Beginning with the line that holds "of the walk-in" and ending with the last line of the entries, please output each line exactly, apart from any pictures.
(The data)
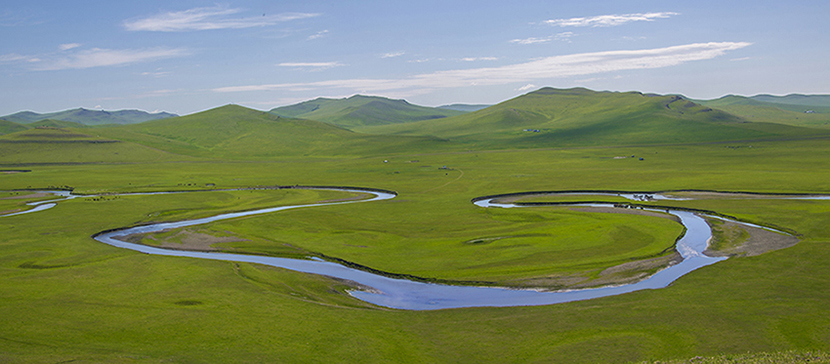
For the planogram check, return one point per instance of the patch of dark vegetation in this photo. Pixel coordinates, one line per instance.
(401, 275)
(33, 265)
(58, 141)
(188, 303)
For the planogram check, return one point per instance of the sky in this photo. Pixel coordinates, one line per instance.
(186, 56)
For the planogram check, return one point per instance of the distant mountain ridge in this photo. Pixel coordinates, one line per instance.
(359, 111)
(795, 99)
(583, 117)
(464, 107)
(88, 117)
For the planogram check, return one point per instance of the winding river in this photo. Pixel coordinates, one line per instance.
(411, 295)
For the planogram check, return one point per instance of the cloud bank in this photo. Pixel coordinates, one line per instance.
(545, 68)
(97, 57)
(208, 18)
(608, 20)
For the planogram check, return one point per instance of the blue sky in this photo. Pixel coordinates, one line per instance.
(188, 56)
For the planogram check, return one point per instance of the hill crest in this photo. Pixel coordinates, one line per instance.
(360, 111)
(89, 117)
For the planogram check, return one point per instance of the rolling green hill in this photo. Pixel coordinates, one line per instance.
(752, 109)
(236, 132)
(796, 99)
(581, 117)
(464, 107)
(89, 117)
(7, 127)
(61, 145)
(358, 110)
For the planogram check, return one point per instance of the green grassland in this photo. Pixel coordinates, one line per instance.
(66, 297)
(359, 110)
(580, 117)
(87, 117)
(768, 112)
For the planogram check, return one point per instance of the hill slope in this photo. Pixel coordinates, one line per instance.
(358, 110)
(7, 127)
(750, 108)
(796, 99)
(89, 117)
(581, 117)
(235, 132)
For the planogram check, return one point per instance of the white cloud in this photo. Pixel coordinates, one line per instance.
(564, 36)
(540, 69)
(531, 40)
(208, 18)
(97, 57)
(319, 34)
(473, 59)
(392, 54)
(311, 64)
(68, 46)
(608, 20)
(13, 57)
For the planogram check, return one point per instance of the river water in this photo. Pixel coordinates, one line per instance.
(411, 295)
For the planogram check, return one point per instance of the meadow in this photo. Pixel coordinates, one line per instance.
(66, 297)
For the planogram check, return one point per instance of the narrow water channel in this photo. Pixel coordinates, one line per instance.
(411, 295)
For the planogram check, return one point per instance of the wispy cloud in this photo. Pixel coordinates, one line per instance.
(540, 69)
(319, 34)
(310, 64)
(608, 20)
(97, 57)
(564, 36)
(14, 57)
(68, 46)
(473, 59)
(207, 18)
(392, 54)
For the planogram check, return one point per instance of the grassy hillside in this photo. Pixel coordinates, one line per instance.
(67, 297)
(580, 117)
(464, 107)
(358, 110)
(768, 112)
(796, 99)
(235, 132)
(53, 145)
(89, 117)
(7, 127)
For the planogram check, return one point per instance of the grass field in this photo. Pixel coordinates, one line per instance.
(66, 297)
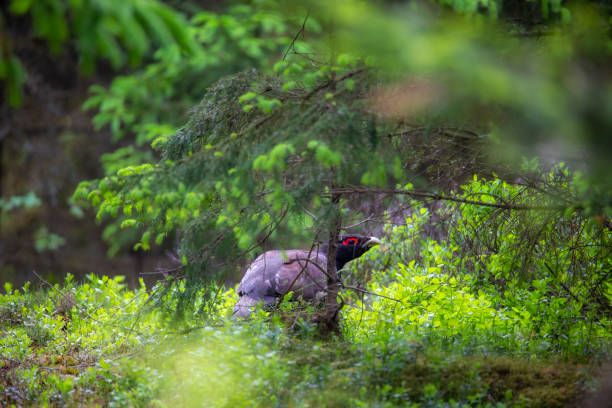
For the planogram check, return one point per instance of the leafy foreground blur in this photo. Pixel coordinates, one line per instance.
(509, 333)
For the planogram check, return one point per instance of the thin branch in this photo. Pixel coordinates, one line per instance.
(434, 196)
(300, 31)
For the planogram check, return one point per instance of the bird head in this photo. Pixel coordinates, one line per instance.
(353, 246)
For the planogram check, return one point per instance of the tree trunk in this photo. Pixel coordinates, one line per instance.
(332, 308)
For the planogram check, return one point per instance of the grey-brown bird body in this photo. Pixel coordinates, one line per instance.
(275, 273)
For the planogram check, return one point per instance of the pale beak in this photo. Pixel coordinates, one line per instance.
(373, 241)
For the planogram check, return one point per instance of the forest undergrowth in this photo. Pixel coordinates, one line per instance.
(511, 308)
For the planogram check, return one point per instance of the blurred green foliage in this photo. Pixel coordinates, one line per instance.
(149, 105)
(524, 282)
(117, 31)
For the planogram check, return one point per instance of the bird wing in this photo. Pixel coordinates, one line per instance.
(303, 273)
(275, 273)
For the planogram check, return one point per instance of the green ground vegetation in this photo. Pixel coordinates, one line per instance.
(431, 327)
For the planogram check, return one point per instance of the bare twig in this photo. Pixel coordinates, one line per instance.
(300, 31)
(434, 196)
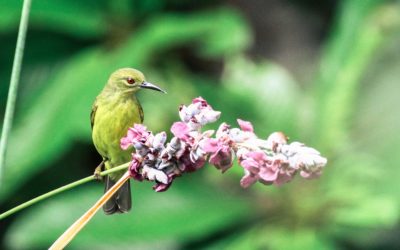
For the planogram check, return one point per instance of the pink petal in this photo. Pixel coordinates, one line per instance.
(245, 125)
(250, 165)
(201, 100)
(282, 179)
(268, 174)
(180, 130)
(209, 145)
(248, 180)
(125, 143)
(258, 156)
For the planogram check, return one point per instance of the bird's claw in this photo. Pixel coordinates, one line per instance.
(97, 172)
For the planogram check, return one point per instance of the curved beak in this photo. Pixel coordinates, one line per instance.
(147, 85)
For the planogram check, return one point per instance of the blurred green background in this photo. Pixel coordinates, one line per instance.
(324, 72)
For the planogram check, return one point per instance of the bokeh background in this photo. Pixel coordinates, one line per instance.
(324, 72)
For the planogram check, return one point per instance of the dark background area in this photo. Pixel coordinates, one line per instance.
(324, 72)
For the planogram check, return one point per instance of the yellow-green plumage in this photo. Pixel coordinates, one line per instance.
(114, 111)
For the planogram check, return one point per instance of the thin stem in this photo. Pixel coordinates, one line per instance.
(74, 229)
(15, 74)
(61, 189)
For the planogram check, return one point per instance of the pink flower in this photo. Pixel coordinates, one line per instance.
(181, 130)
(248, 179)
(245, 125)
(134, 168)
(136, 135)
(221, 153)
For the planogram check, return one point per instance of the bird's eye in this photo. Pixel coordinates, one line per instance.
(130, 80)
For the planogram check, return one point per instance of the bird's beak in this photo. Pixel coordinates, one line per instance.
(147, 85)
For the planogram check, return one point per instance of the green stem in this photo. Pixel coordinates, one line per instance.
(15, 74)
(61, 189)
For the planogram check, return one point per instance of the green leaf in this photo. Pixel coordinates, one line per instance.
(82, 19)
(269, 88)
(60, 114)
(190, 209)
(358, 36)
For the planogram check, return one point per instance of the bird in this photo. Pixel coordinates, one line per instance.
(114, 110)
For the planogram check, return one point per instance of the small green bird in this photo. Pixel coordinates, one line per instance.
(116, 109)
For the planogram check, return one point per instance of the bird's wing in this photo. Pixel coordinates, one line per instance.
(141, 114)
(93, 113)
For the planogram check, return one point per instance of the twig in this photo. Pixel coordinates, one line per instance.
(59, 190)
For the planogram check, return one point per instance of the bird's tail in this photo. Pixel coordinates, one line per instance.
(121, 201)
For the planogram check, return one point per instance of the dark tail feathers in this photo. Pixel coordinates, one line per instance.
(121, 201)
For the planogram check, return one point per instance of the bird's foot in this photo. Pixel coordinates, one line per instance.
(97, 172)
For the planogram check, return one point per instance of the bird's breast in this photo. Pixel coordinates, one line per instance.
(111, 123)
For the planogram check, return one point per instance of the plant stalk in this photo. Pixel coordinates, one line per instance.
(12, 92)
(60, 190)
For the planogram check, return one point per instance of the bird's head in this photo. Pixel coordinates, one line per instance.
(127, 80)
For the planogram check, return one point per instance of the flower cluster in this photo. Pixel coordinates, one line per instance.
(270, 161)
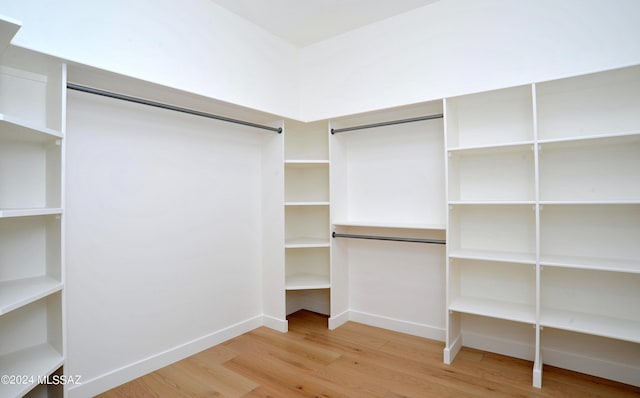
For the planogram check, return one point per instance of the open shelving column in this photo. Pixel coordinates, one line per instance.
(307, 249)
(544, 220)
(32, 112)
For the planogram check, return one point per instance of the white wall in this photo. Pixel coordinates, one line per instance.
(461, 46)
(447, 48)
(163, 237)
(192, 45)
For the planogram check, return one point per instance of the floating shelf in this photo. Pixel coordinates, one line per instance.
(40, 360)
(495, 309)
(6, 213)
(17, 293)
(616, 328)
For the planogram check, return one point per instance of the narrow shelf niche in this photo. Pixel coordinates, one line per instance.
(598, 236)
(596, 104)
(591, 170)
(306, 223)
(33, 165)
(31, 342)
(30, 265)
(306, 182)
(499, 232)
(307, 268)
(492, 174)
(579, 300)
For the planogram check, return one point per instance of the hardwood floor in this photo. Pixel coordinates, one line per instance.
(354, 360)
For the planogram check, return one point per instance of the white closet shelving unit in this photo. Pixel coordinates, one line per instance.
(32, 92)
(386, 181)
(544, 223)
(307, 248)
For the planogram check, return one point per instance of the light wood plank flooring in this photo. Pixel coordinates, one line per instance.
(354, 360)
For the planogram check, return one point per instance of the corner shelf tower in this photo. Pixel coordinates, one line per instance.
(32, 126)
(307, 246)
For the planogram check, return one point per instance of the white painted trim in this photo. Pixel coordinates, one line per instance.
(398, 325)
(281, 325)
(617, 371)
(450, 353)
(116, 377)
(338, 320)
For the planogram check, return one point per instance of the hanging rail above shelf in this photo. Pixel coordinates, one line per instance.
(390, 238)
(104, 93)
(389, 123)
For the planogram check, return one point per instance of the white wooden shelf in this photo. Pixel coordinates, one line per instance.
(307, 281)
(592, 263)
(491, 202)
(492, 255)
(310, 203)
(599, 325)
(495, 309)
(306, 161)
(492, 148)
(297, 243)
(39, 360)
(18, 293)
(6, 213)
(14, 128)
(398, 225)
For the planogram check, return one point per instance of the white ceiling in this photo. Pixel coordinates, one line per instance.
(304, 22)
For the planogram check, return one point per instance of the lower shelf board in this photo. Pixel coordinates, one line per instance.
(33, 362)
(495, 309)
(20, 292)
(599, 325)
(29, 212)
(591, 263)
(306, 281)
(492, 255)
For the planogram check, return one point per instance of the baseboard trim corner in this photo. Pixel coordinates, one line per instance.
(126, 373)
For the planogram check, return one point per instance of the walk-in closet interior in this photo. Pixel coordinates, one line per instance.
(175, 174)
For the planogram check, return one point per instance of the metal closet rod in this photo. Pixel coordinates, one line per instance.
(389, 123)
(391, 238)
(104, 93)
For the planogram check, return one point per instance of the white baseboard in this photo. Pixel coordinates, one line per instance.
(450, 353)
(398, 325)
(617, 371)
(511, 348)
(281, 325)
(116, 377)
(338, 320)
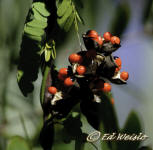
(End The data)
### Answer for the task
For the planogram check, return one point per instance of the walk-in closet interior in this photo. Pixel coordinates, one line per instance.
(175, 174)
For the planogram check, return one point per instance of the metal closet rod in this photo. Pixel coordinates, one line per instance.
(389, 123)
(391, 238)
(104, 93)
For the planogram check, return one point per instance of the white baseboard in this photo. Pixel coordinates, one line per instance.
(450, 353)
(398, 325)
(617, 371)
(511, 348)
(281, 325)
(116, 377)
(338, 320)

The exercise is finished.